Hello everyone,
I have a short question regarding RNN and CrossEntropyLoss:
I want to classify every time step of a sequence. For this I want to use a many-to-many classification with RNN. So I forward my data (batch x seq_len x classes) through my RNN and take every output. My target is already in the form of (batch x seq_len) with the class index as entry.
Now I use the CrossEntropyLoss to train my net and that’s the point I’m not sure about my solution.
The CrossEntropyLoss wants the output as (NxC) and the target as (N). So what I do is reshaping the output to (batchseq_len x C) and the target to (batchseq_len).
My minimal working example looks like this:
import torch
# 3 batches, sequence length 10, 5 features to classify into 3 classes
data = torch.rand((3, 10, 5)) # (batch x seq_len x features)

WORK TO COMPLETE -
#1 In the forum post about RNN classification, what shapes does CrossEntropyLoss expect for the output and the target?
#2 Continue the forum post about RNN classification from the point where it stops.
The material has no connection to the forum post about RNN classification.

DATASET ENTRIES -

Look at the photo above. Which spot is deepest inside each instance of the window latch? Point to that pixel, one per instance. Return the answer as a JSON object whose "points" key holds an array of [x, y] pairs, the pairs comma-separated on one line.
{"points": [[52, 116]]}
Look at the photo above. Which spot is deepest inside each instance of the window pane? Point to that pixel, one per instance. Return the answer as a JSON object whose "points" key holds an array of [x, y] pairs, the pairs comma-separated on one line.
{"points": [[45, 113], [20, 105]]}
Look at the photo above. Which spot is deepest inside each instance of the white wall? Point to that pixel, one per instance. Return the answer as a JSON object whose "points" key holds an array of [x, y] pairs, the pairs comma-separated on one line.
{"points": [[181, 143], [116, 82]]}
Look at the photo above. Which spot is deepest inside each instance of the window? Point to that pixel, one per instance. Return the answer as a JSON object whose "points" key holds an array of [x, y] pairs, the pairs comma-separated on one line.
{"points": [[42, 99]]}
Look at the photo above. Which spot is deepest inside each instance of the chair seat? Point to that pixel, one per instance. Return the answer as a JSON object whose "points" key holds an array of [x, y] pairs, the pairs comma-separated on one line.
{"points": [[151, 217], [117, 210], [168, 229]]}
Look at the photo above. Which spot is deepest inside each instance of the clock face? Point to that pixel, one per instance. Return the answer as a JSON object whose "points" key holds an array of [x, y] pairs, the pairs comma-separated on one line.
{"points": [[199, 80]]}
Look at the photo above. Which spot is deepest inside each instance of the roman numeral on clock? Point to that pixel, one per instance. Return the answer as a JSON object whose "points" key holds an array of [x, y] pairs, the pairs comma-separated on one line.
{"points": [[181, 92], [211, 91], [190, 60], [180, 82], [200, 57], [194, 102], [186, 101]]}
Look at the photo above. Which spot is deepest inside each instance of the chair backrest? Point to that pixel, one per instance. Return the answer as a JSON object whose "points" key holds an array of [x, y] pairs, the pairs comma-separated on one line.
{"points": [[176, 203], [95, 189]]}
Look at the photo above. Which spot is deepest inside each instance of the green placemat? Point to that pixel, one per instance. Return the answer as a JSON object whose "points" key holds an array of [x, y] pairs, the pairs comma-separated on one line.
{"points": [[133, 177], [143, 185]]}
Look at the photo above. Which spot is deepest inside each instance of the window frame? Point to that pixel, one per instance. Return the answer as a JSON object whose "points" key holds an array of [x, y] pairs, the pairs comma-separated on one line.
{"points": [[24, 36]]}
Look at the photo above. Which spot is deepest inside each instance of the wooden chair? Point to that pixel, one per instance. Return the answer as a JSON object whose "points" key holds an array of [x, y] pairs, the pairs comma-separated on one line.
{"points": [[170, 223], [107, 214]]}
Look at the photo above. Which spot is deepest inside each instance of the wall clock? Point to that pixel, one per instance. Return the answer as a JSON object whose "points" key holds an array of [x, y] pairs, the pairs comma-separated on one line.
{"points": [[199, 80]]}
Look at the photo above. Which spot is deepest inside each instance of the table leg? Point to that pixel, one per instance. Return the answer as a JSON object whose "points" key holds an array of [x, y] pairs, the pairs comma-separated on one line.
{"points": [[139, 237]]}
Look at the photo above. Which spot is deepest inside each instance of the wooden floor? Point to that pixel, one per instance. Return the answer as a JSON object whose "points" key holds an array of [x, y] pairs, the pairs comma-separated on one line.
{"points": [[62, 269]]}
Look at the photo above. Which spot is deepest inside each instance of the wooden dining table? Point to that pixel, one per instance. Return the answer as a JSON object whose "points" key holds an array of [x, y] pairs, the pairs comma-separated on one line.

PER-TASK OUTPUTS -
#1 It expects the output as (N x C) and the target as (N).

#2
target = torch.randint(0, 3, (3, 10)) # (batch x seq_len), class index for each timestep
model = torch.nn.RNN(input_size=5, hidden_size=3, batch_first=True)
output, _ = model.forward(data) # (batch x seq_len x number_of_classes)
# reshape output and target for cross entropy loss
output = output.reshape(output.size(0)*output.size(1), -1) # (batch * seq_len x classes)
target = target.reshape(-1) # (batch * seq_len), class index
criterion = torch.nn.CrossEntropyLoss()
loss = criterion(output, target)
Is this correct? Is the reshape() doing what I want to do?
Thanks for your help!